— Exercises —
[a] Set down the passage of the Housing Works excerpt from "This statement is" to "other entrepreneurial ventures.", copying it word for word.
[b] For each statement, answer yes or no according to the Housing Works excerpt, and support each answer with the deciding words quoted from it: (i) Housing Works received $3.919 million in government contracts out of $26 million in total revenues last year. (ii) The correction appeared in the Inside Politics column. (iii) Housing Works runs five thrift shops.

— Excerpt to read —
This statement is wrong on the facts. Housing Works received $3.919 million in government contracts out of $26
million in total revenues last year, and that government funding was used solely to provide housing, services and medical care for homeless and formerly homeless people living with HIV/AIDS. We don't use a dime of
taxpayer money to carry out our vigorous AIDS advocacy. Support for our advocacy and organizing efforts comes from individual contributions, as well as revenue from our four popular Housing Works Thrift
Shops, our Housing Works Used Books Cafe, our food service and catering operation The Works and other entrepreneurial ventures.


We advocate for effective use of public and private resources to fight AIDS, house homeless people and protect public health -- and we don't use a dime of taxpayer money to carry out that advocacy. We ask the Washington Times to correct the record on this fact.
And, lo and behold, the national editor of the Times, Ken Hanner, agreed to run a correction! (We even got a slightly apologetic call from Pierce himself.


The correction ran in today’s Inside Politics column:

Correction
An item in yesterday's column incorrectly stated that planned protests by a
New York AIDS advocacy group at the 2004 Republican National Convention were
funded by "tax dollars."
Michael Kink, legislative counsel for Housing Works, writes: "Housing Works
received $3.919 [million] in government contracts out of $26 million in
total revenues last year, and that government funding was used solely to
provide housing, services and medical care for homeless and formerly
homeless people living with HIV/AIDS. We don't use a dime of taxpayer money
to carry out our vigorous AIDS advocacy."

Our hope is that this experience makes Hanner and Pierce a little more wary
of their rabid-dog anti-AIDS-advocacy sources on the Hill, who don’t seem to
have any regard for the truth. And we hope that the retraction might be
considered relevant when the usual suspects call for audits and
investigations of Housing Works funding and advocacy. We’re not looking
forward to such calls, but we’ve been toughened up by many years of
Giuliani, and we continue to comply fully with all federal laws and
regulations regarding funding and advocacy.


TEXT OF THE WASHINGTON TIMES ARTICLES


Biting the hand


A New York AIDS advocacy group is already planning protests for the 2004
Republican National Convention — and they're doing it with tax dollars.
Housing Works, which receives about $1.5 million a year in federal
grants, sent an e-mail Saturday inviting activists to a meeting Thursday "to
plan advocacy and demonstrations during next year's Republican National
Convention, to be held in New York City (and for the Democratic National
Convention in Boston as well)."

— Dataset content —

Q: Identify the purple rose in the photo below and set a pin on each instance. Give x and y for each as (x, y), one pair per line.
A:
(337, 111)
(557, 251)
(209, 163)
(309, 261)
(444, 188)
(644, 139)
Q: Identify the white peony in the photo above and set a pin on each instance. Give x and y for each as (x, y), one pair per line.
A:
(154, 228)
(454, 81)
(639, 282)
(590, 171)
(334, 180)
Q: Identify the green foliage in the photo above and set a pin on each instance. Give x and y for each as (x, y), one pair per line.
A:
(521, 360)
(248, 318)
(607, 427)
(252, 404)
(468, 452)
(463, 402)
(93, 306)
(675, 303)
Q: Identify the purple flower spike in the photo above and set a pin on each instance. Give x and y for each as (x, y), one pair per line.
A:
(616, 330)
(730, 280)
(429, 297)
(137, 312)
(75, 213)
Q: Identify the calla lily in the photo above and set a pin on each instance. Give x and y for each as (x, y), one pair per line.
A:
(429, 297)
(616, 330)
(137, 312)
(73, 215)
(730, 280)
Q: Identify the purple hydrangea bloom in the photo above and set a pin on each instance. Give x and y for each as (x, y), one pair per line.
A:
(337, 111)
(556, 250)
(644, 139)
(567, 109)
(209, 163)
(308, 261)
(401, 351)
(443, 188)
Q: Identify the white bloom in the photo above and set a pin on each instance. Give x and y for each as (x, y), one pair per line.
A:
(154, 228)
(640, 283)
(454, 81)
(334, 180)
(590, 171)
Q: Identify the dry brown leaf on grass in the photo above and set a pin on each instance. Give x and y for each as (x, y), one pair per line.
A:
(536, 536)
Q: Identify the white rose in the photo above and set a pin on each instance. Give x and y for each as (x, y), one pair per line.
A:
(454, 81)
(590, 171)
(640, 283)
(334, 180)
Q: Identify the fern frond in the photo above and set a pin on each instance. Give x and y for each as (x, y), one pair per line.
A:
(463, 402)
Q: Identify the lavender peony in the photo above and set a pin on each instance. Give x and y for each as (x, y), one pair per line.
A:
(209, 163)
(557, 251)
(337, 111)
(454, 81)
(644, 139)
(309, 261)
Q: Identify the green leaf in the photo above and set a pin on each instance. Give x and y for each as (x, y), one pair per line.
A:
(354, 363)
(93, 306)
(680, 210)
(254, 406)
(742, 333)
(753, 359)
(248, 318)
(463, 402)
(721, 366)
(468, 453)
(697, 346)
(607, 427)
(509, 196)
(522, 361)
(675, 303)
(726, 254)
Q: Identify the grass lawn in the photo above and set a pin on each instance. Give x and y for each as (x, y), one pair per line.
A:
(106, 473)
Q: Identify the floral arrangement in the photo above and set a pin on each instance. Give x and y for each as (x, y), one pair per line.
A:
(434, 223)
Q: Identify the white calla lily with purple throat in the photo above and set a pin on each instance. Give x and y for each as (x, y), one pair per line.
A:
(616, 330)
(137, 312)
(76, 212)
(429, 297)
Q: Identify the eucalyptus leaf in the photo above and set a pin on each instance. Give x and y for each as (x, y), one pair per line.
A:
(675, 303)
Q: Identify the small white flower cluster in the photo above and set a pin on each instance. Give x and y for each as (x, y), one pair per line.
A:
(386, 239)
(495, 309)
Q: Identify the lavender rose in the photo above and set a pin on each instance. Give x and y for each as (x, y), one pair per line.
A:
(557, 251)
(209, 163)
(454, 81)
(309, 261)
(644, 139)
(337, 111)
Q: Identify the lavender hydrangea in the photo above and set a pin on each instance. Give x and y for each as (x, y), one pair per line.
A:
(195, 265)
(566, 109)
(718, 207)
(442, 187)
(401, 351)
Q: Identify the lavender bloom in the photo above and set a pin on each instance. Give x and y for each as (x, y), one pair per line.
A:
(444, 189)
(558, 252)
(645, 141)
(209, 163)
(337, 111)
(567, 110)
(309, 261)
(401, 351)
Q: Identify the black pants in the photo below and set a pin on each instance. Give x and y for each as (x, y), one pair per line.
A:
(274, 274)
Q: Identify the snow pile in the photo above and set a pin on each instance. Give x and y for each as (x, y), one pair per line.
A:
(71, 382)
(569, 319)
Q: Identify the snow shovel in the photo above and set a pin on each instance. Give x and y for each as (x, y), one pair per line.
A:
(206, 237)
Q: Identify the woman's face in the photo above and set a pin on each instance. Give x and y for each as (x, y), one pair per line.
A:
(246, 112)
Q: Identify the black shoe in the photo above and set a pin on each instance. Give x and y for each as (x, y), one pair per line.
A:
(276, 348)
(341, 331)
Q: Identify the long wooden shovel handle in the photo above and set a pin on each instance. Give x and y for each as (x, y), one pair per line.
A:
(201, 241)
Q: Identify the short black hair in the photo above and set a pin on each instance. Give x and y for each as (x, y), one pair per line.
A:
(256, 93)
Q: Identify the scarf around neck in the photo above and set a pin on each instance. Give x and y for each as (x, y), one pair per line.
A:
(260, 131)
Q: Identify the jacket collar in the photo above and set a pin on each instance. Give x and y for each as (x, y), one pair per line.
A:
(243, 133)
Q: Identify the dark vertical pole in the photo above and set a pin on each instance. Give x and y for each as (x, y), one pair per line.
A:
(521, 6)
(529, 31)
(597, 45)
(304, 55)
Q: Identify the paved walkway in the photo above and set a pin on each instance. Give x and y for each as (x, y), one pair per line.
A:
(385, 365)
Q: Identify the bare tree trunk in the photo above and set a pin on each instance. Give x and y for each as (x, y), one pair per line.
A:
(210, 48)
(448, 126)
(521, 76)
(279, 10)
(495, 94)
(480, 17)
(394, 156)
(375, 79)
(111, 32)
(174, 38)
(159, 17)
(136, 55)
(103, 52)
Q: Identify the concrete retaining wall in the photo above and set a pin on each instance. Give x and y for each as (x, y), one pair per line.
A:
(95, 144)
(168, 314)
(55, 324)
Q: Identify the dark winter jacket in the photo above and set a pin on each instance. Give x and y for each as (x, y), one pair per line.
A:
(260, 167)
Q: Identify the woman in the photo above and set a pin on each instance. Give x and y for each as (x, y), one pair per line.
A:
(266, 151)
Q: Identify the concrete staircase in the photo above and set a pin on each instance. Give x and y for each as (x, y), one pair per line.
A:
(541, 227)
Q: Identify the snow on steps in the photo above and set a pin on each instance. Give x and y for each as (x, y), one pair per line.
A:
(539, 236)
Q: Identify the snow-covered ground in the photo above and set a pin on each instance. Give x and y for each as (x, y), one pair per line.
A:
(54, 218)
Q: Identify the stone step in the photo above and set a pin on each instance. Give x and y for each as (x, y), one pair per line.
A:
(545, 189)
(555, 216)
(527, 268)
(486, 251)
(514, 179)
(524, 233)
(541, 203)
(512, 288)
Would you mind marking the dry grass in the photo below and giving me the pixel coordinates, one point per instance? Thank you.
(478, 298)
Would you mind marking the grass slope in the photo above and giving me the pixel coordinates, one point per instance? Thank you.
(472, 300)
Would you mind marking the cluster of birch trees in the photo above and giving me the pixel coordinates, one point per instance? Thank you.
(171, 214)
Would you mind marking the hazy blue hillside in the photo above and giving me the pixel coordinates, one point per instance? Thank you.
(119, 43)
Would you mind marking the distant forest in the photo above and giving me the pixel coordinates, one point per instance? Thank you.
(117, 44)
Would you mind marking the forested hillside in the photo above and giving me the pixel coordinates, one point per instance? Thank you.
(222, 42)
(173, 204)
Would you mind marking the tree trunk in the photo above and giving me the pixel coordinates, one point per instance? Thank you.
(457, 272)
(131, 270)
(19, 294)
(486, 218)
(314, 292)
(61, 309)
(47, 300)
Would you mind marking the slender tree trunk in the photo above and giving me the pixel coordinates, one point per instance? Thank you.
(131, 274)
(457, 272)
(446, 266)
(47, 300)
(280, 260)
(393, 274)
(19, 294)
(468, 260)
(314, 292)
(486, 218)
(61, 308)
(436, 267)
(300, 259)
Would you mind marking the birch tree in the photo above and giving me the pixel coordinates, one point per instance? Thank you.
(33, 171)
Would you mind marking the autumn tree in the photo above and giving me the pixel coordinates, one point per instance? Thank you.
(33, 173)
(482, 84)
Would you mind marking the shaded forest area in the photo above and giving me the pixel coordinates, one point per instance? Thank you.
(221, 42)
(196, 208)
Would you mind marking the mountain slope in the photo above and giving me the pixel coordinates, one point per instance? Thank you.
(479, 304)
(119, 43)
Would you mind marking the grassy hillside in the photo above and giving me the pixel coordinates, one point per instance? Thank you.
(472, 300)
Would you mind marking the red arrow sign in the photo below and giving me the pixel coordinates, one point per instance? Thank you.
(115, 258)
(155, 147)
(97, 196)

— Response list —
[a]
This statement is wrong on the facts. Housing Works received $3.919 million in government contracts out of $26
million in total revenues last year, and that government funding was used solely to provide housing, services and medical care for homeless and formerly homeless people living with HIV/AIDS. We don't use a dime of
taxpayer money to carry out our vigorous AIDS advocacy. Support for our advocacy and organizing efforts comes from individual contributions, as well as revenue from our four popular Housing Works Thrift
Shops, our Housing Works Used Books Cafe, our food service and catering operation The Works and other entrepreneurial ventures.

[b]
(i) Yes: "Housing Works received $3.919 million in government contracts out of $26 million in total revenues last year"
(ii) Yes: "The correction ran in today’s Inside Politics column"
(iii) No: "our four popular Housing Works Thrift Shops"